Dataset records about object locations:
---

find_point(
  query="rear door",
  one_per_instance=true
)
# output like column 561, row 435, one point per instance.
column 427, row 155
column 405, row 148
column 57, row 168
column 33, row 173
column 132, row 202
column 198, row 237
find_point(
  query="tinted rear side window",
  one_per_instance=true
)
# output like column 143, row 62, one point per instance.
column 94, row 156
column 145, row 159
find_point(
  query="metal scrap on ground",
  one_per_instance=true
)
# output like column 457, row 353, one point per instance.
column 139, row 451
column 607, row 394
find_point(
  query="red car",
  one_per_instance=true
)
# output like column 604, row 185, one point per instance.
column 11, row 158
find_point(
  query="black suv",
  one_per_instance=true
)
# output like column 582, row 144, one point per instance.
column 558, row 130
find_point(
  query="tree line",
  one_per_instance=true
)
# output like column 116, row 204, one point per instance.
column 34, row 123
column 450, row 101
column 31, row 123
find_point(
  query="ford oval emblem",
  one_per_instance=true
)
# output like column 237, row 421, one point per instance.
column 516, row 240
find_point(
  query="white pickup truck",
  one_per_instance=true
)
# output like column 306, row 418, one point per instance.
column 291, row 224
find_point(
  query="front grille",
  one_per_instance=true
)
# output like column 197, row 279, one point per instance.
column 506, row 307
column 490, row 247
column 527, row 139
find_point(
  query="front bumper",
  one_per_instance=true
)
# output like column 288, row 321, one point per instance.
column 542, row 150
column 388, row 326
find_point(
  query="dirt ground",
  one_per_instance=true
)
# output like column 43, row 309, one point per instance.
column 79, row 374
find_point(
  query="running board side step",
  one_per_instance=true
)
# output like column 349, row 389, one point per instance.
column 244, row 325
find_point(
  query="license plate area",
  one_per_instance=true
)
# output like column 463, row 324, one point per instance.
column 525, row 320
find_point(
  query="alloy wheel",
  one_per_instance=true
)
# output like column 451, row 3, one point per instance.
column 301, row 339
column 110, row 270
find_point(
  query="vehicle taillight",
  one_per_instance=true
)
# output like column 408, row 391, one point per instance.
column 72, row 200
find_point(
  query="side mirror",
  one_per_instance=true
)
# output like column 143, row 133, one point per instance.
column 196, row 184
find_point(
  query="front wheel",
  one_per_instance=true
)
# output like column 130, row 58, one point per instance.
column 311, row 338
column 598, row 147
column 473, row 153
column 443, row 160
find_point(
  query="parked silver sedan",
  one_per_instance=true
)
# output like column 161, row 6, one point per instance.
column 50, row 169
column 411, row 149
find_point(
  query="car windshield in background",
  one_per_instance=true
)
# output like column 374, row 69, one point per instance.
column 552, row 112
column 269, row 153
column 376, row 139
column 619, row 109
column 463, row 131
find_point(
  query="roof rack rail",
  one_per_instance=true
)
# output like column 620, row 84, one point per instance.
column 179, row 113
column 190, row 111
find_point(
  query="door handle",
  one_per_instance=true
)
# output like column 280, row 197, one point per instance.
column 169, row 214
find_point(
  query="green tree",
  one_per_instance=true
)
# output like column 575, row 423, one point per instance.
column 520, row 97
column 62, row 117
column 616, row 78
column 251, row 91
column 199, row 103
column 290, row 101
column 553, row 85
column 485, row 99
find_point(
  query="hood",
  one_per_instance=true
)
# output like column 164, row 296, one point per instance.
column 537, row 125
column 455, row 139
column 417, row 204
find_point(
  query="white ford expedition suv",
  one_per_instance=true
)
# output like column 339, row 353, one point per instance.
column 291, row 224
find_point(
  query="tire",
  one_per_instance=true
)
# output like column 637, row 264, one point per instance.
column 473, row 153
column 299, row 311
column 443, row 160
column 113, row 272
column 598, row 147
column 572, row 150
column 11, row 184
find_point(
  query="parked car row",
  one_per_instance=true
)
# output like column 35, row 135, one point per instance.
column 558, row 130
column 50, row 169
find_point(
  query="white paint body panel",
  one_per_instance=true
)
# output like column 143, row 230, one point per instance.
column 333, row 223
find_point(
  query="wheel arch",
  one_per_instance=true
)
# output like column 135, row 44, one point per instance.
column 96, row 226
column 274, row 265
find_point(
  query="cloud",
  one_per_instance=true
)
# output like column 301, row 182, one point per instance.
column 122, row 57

---

SHORT TASK:
Could you convert the material above into a JSON list of strings, one string per line, leaving out blank lines?

PROBLEM SOLUTION:
[
  "find_point(",
  "  query=\"rear door\",",
  "  one_per_instance=true",
  ")",
  "# output like column 561, row 435, one point per instance.",
  "column 427, row 155",
  "column 405, row 148",
  "column 57, row 168",
  "column 33, row 173",
  "column 132, row 202",
  "column 198, row 237",
  "find_point(",
  "  query=\"tinted rear side window\",",
  "  one_per_instance=true",
  ")",
  "# output like column 143, row 62, one point per instance.",
  "column 94, row 156",
  "column 145, row 159",
  "find_point(",
  "  query=\"metal scrap on ground\",",
  "  one_per_instance=true",
  ")",
  "# output like column 457, row 353, one point per instance.",
  "column 139, row 451",
  "column 607, row 394",
  "find_point(",
  "  query=\"red car\",",
  "  one_per_instance=true",
  ")",
  "# output like column 604, row 185, one point per instance.",
  "column 11, row 158",
  "find_point(",
  "  query=\"black suv\",",
  "  one_per_instance=true",
  ")",
  "# output like column 582, row 144, one point per instance.",
  "column 558, row 130",
  "find_point(",
  "  query=\"tree line\",",
  "  one_per_instance=true",
  ")",
  "# output like column 116, row 204, one point per instance.",
  "column 34, row 123",
  "column 450, row 101",
  "column 31, row 123",
  "find_point(",
  "  query=\"ford oval emblem\",",
  "  one_per_instance=true",
  ")",
  "# output like column 237, row 421, one point per instance.",
  "column 516, row 240",
  "find_point(",
  "  query=\"white pickup truck\",",
  "  one_per_instance=true",
  ")",
  "# output like column 306, row 418, one point per instance.",
  "column 291, row 224",
  "find_point(",
  "  query=\"front grille\",",
  "  one_per_instance=true",
  ")",
  "# output like column 197, row 279, one point per instance.",
  "column 506, row 307",
  "column 490, row 247",
  "column 527, row 139",
  "find_point(",
  "  query=\"front bumper\",",
  "  one_per_instance=true",
  ")",
  "# output like column 288, row 321, one point per instance.",
  "column 542, row 150",
  "column 388, row 326",
  "find_point(",
  "  query=\"dirt ground\",",
  "  one_per_instance=true",
  ")",
  "# output like column 43, row 309, one point per instance.",
  "column 79, row 374",
  "find_point(",
  "  query=\"running board side step\",",
  "  one_per_instance=true",
  ")",
  "# output like column 349, row 389, one point per instance.",
  "column 244, row 325",
  "find_point(",
  "  query=\"license plate area\",",
  "  one_per_instance=true",
  ")",
  "# output like column 463, row 324, one point per instance.",
  "column 525, row 320",
  "find_point(",
  "  query=\"alloy wheel\",",
  "  one_per_instance=true",
  ")",
  "# output like column 451, row 3, one point per instance.",
  "column 301, row 339",
  "column 110, row 270",
  "find_point(",
  "  query=\"vehicle taillight\",",
  "  one_per_instance=true",
  ")",
  "# output like column 408, row 391, one point per instance.",
  "column 72, row 200",
  "find_point(",
  "  query=\"side mirror\",",
  "  one_per_instance=true",
  ")",
  "# output like column 143, row 133, one point per instance.",
  "column 196, row 184",
  "find_point(",
  "  query=\"front wheel\",",
  "  one_per_instance=true",
  ")",
  "# output like column 130, row 58, one point per instance.",
  "column 311, row 338",
  "column 598, row 147",
  "column 473, row 153",
  "column 443, row 160",
  "find_point(",
  "  query=\"parked silver sedan\",",
  "  one_per_instance=true",
  ")",
  "# output like column 161, row 6, one point per instance.",
  "column 50, row 169",
  "column 411, row 149",
  "find_point(",
  "  query=\"car windshield in background\",",
  "  one_per_instance=true",
  ")",
  "# output like column 374, row 69, one point per instance.",
  "column 552, row 112",
  "column 269, row 153",
  "column 376, row 139",
  "column 619, row 109",
  "column 463, row 131",
  "find_point(",
  "  query=\"roof rack rail\",",
  "  one_per_instance=true",
  ")",
  "# output like column 620, row 84, one point per instance.",
  "column 179, row 113",
  "column 190, row 111",
  "find_point(",
  "  query=\"door handle\",",
  "  one_per_instance=true",
  ")",
  "# output like column 280, row 197, one point per instance.",
  "column 169, row 214",
  "find_point(",
  "  query=\"green tree\",",
  "  one_per_instance=true",
  ")",
  "# output like column 575, row 423, one point per instance.",
  "column 520, row 97",
  "column 62, row 117",
  "column 616, row 78",
  "column 251, row 91",
  "column 199, row 103",
  "column 290, row 101",
  "column 553, row 85",
  "column 485, row 99",
  "find_point(",
  "  query=\"hood\",",
  "  one_per_instance=true",
  ")",
  "# output like column 164, row 296, one point per instance.",
  "column 537, row 125",
  "column 455, row 139",
  "column 417, row 204",
  "find_point(",
  "  query=\"white ford expedition suv\",",
  "  one_per_instance=true",
  ")",
  "# output like column 339, row 353, one point per instance.",
  "column 291, row 224",
  "find_point(",
  "  query=\"tire\",",
  "  one_per_instance=true",
  ")",
  "# output like column 637, row 264, one point per instance.",
  "column 473, row 153",
  "column 299, row 311",
  "column 443, row 160",
  "column 113, row 272",
  "column 598, row 147",
  "column 572, row 150",
  "column 11, row 184",
  "find_point(",
  "  query=\"parked car row\",",
  "  one_per_instance=true",
  ")",
  "# output like column 35, row 135, one point per instance.",
  "column 558, row 130",
  "column 50, row 169",
  "find_point(",
  "  query=\"white paint body panel\",",
  "  one_per_instance=true",
  ")",
  "# output like column 143, row 230, one point per instance.",
  "column 333, row 223",
  "find_point(",
  "  query=\"wheel arch\",",
  "  one_per_instance=true",
  ")",
  "# output like column 135, row 44, one point per instance.",
  "column 96, row 226",
  "column 274, row 265",
  "find_point(",
  "  query=\"cloud\",",
  "  one_per_instance=true",
  ")",
  "# output like column 301, row 182, one point per instance.",
  "column 122, row 57"
]